» **WORK TO COMPLETE**:
Would you print the whole listing again, exactly?

------ ENTRIES SUPPLIED

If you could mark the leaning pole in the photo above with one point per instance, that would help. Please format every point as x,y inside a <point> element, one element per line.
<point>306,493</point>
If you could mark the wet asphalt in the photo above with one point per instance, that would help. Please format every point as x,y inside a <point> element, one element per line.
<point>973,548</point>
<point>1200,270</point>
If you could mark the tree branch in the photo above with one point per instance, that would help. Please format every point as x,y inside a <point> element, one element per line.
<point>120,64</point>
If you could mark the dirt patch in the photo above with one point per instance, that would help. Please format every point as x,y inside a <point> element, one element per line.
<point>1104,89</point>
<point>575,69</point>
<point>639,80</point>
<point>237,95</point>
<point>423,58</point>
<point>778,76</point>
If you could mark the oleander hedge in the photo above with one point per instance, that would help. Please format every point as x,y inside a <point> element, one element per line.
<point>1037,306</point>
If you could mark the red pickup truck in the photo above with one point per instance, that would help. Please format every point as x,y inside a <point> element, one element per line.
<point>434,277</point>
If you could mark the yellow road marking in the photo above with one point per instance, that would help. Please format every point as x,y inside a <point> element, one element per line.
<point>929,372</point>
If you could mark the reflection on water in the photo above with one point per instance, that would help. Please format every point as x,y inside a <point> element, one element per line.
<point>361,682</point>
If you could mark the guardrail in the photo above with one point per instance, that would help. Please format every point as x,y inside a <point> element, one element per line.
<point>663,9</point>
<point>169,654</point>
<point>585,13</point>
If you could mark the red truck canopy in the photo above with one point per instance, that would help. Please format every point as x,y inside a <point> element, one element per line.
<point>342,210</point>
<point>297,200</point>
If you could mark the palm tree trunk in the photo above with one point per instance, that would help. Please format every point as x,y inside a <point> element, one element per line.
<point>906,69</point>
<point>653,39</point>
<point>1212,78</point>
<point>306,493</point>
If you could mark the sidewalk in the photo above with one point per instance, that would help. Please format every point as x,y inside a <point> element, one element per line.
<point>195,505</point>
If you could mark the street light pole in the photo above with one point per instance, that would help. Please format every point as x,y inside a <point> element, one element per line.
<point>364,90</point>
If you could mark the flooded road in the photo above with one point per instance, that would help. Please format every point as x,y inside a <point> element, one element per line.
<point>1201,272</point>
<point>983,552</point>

------------

» **REPLY TO THE TASK**:
If you could mark the leaning pole in the photo above with one point per instance, that would help. Please format every point as x,y inside a <point> element, one element per line.
<point>306,493</point>
If you could mark the wet asphalt in the photo above with one point per instance, that would help. Please format every point as x,y inside a <point> element, one element per line.
<point>973,548</point>
<point>1200,270</point>
If you could mark the tree branch in the photo above with one point per instance, that would help. Please format every point as x,y inside a <point> element, one element per line.
<point>120,64</point>
If you could mark the dirt patch in the photo above with one point per instance, that would help. Please format every point as x,y inside a <point> element, one element per line.
<point>1104,89</point>
<point>575,69</point>
<point>639,80</point>
<point>237,95</point>
<point>423,58</point>
<point>778,76</point>
If you could mark the oleander hedge in the photo above with one point per instance, that would help. Please format every point as x,y inside a <point> element, one element per line.
<point>1037,306</point>
If you could mark the red pickup truck in the photo above with one point per instance, that would help. Please format every point as x,y inside a <point> element, one element per line.
<point>434,277</point>
If you could mark the yellow road marking in the photo above with one point per instance, that would help. Please format every point as x,y inside a <point> element, one element per line.
<point>929,372</point>
If you could mark the reflection on water in the photo above with one point per instance, that would help. Please format every point as x,y inside a <point> element, one element per line.
<point>361,682</point>
If you could mark the guardrail in the photo above with one point per instance, that would help. Please format every point as x,y inside a <point> element, one element per line.
<point>663,9</point>
<point>169,654</point>
<point>585,13</point>
If you could mark the red truck canopy in the photo above with one point per instance, that would help. Please format every point as x,y inside a <point> element, one element per line.
<point>342,210</point>
<point>297,200</point>
If you could mark the palm tree trunk in the photo above with one point per instance, that would help. Please format every point as x,y inside a <point> element, one element per line.
<point>906,69</point>
<point>653,39</point>
<point>1212,78</point>
<point>306,493</point>
If you could mark the sidewalk in the photo above with one point per instance, that would help. Please format every point as x,y inside a <point> element, one element per line.
<point>195,505</point>
If you could mark the street light pole in the photo above with one point per instance, that would help. Please format every point as x,y inside a <point> element, one element per line.
<point>364,90</point>
If you could mark the flooded road in the photo above with one point per instance, that would help. Please format every point as x,y inside a <point> element, one element per line.
<point>1201,272</point>
<point>983,552</point>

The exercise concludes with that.